* [What this task involves] Pull out every line in the records below that contains the word "mast", matching its case exactly.

* [Dataset records on where objects appear]

* Begin *

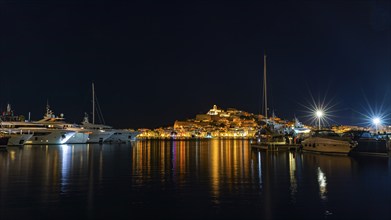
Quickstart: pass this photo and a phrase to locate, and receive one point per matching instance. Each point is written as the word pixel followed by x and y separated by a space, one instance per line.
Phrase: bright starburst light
pixel 373 117
pixel 320 112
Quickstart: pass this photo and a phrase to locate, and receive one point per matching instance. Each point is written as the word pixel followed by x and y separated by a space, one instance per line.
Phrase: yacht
pixel 41 134
pixel 17 137
pixel 327 142
pixel 370 144
pixel 50 120
pixel 98 133
pixel 122 136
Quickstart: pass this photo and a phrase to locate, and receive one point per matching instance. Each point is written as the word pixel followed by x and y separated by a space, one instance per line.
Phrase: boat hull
pixel 326 146
pixel 18 139
pixel 50 137
pixel 98 136
pixel 78 138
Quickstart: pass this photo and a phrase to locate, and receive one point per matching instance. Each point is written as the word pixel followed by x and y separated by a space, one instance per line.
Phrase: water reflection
pixel 292 175
pixel 189 179
pixel 215 162
pixel 322 184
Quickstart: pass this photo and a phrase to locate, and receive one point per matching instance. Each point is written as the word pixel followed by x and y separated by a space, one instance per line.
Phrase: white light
pixel 319 113
pixel 376 121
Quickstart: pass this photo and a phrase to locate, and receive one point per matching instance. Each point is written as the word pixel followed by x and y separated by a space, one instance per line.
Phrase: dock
pixel 276 147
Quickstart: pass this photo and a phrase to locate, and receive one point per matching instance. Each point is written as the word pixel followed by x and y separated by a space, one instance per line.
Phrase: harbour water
pixel 205 179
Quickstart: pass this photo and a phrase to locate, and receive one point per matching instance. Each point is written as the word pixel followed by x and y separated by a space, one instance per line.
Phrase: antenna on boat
pixel 264 84
pixel 93 104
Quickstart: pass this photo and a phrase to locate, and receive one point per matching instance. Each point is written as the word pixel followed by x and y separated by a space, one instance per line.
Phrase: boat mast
pixel 93 104
pixel 264 84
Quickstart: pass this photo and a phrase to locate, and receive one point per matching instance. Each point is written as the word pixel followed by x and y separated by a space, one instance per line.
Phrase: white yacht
pixel 327 142
pixel 53 122
pixel 122 136
pixel 98 133
pixel 41 134
pixel 16 136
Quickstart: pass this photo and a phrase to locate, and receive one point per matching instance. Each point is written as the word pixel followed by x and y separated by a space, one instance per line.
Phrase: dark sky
pixel 155 62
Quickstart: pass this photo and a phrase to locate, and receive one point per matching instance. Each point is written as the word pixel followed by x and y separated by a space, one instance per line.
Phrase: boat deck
pixel 276 147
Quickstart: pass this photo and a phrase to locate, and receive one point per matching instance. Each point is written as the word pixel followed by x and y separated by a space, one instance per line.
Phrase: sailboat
pixel 104 133
pixel 271 134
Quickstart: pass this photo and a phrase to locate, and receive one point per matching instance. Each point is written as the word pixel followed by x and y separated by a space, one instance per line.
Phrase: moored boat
pixel 327 142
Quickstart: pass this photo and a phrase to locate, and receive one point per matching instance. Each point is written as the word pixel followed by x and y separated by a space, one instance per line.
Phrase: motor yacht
pixel 327 142
pixel 50 120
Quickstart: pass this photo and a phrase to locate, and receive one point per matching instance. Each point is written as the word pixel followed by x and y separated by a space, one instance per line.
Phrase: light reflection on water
pixel 188 179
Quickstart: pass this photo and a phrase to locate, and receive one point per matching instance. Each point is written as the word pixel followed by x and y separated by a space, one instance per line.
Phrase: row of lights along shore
pixel 319 114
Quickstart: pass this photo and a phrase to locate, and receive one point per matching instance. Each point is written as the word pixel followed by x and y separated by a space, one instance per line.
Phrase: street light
pixel 319 114
pixel 376 121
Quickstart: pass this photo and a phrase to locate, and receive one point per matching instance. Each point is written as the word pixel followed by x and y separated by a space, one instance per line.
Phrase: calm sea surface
pixel 211 179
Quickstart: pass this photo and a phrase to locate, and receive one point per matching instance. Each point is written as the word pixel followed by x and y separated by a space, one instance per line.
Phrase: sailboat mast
pixel 93 104
pixel 264 84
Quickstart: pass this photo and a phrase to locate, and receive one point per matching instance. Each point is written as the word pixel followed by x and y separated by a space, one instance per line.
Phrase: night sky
pixel 155 62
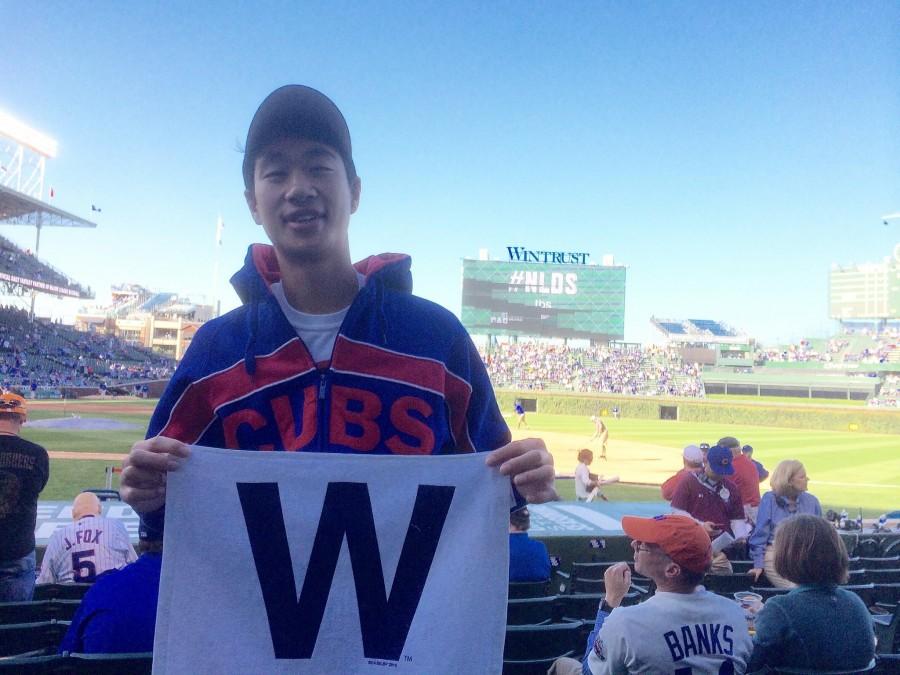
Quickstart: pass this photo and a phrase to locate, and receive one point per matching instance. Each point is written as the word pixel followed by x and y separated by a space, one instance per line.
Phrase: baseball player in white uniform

* End *

* [Output of the exercise]
Phrase: boat mast
Phrase: sailboat mast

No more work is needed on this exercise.